------ Records provided

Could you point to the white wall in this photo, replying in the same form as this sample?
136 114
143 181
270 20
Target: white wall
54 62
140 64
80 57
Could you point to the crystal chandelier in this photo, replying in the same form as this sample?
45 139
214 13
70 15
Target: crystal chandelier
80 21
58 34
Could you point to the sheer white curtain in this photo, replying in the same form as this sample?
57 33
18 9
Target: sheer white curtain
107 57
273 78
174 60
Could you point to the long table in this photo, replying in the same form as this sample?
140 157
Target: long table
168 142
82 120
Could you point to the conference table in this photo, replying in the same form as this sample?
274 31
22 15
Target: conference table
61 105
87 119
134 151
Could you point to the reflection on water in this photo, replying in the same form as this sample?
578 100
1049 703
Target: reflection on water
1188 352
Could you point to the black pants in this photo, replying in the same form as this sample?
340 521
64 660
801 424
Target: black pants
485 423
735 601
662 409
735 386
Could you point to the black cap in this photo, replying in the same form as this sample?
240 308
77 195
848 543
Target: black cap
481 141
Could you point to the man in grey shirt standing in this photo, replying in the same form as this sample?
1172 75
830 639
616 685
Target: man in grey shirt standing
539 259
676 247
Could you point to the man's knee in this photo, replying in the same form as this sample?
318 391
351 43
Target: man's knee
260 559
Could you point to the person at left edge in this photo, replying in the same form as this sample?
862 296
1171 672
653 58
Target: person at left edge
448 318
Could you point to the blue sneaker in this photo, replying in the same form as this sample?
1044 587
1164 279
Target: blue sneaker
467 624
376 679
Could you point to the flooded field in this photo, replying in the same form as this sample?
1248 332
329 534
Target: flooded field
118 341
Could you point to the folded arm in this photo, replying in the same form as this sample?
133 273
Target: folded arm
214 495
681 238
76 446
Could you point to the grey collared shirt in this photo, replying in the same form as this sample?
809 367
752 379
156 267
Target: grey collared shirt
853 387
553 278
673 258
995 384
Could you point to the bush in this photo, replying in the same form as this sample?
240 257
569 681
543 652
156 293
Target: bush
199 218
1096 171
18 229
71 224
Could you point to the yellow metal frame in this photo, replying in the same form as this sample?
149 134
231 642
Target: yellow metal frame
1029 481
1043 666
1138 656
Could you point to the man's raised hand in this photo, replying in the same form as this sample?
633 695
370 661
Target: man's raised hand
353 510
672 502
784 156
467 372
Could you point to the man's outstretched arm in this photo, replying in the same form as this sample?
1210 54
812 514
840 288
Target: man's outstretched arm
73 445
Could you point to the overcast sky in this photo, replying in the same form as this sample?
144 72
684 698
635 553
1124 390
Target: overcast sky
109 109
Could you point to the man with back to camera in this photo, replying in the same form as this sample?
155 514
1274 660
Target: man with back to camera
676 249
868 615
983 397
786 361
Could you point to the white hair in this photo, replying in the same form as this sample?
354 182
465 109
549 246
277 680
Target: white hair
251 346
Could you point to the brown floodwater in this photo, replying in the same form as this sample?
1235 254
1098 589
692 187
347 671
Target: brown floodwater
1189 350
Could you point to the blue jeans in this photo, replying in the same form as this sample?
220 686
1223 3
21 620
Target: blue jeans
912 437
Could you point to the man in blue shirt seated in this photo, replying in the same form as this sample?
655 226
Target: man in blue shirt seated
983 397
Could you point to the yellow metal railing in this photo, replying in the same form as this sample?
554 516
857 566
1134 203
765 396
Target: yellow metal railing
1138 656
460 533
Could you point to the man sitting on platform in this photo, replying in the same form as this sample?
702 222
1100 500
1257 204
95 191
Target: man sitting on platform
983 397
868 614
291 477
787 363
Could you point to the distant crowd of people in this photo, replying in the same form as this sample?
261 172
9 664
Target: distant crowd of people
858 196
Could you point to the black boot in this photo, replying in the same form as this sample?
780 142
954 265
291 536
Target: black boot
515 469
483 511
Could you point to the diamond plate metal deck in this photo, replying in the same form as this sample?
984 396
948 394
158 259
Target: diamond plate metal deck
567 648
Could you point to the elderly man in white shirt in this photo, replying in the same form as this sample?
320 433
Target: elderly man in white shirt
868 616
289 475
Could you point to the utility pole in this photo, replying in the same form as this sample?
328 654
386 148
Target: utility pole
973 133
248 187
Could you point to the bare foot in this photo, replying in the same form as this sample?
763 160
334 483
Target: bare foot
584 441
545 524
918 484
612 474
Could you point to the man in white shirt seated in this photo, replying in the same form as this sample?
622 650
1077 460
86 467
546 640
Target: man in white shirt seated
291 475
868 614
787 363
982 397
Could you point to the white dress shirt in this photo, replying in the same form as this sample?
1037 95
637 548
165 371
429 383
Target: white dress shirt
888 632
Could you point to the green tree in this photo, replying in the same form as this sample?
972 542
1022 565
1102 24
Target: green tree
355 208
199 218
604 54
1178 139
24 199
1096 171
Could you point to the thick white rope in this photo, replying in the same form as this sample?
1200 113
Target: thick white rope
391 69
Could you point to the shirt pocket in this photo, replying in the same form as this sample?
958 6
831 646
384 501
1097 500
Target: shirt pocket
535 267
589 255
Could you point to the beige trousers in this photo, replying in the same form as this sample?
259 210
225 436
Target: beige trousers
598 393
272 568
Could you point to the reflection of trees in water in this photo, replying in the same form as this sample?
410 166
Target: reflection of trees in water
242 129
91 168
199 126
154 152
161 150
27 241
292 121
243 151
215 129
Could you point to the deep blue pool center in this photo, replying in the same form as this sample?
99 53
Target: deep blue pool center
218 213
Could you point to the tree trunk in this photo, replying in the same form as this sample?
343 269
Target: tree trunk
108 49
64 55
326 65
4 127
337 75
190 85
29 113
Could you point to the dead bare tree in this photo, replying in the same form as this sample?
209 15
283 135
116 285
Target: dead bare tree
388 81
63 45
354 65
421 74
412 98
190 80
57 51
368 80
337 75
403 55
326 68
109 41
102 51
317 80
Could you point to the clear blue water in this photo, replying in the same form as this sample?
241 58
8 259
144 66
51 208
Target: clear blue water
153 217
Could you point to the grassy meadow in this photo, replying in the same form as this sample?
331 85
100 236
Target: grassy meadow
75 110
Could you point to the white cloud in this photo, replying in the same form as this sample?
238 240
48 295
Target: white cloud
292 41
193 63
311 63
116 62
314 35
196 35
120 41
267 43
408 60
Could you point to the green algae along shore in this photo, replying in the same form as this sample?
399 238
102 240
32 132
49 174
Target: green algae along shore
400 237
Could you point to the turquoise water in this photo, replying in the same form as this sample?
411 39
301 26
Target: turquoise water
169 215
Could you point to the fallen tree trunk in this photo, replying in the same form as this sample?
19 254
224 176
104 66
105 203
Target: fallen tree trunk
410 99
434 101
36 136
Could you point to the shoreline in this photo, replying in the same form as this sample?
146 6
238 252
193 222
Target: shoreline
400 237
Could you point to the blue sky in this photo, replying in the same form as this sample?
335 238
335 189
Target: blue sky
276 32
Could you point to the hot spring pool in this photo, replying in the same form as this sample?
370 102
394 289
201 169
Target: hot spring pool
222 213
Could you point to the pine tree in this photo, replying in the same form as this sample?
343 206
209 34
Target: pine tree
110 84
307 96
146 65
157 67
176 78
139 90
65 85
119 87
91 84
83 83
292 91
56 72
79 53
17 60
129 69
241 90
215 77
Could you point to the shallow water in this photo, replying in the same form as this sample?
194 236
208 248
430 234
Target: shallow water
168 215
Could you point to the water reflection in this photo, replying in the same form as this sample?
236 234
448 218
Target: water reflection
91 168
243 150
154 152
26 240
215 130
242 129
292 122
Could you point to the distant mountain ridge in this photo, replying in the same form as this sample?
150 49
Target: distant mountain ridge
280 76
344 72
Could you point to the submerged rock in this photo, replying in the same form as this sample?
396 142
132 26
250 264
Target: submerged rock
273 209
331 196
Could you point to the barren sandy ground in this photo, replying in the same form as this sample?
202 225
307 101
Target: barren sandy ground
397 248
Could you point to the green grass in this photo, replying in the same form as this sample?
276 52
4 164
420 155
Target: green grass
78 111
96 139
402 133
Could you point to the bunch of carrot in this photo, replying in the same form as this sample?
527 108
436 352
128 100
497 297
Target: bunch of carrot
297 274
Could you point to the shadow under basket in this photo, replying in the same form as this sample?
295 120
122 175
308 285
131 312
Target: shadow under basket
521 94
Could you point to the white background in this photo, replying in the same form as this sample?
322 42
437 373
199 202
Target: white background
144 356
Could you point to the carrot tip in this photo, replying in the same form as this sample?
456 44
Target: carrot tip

------------

### Task brief
What needs duplicating is the run of lines from the one containing "Could you point to the green grass" through the last line of the entries above, exact and complete.

### Finished exercise
Could you point to the green grass in this photo, replying in the same form as this sample?
276 52
4 164
420 155
Target: green grass
78 111
96 139
402 133
Could you point to the bunch of carrot in this photo, replying in the same form as this sample?
527 108
436 352
128 100
497 297
Target: bunch of carrot
297 274
Could you point to the shadow under basket in this photo, replying in the same form as this sample?
295 120
122 175
308 285
131 312
Target: shadow under basket
521 94
Could you point to the white background in this photo, replying in the same form as this sample?
322 42
437 373
199 202
Target: white background
144 356
Could you point to the carrot tip in this photo, replying in the same form as this sample?
456 44
Target: carrot tip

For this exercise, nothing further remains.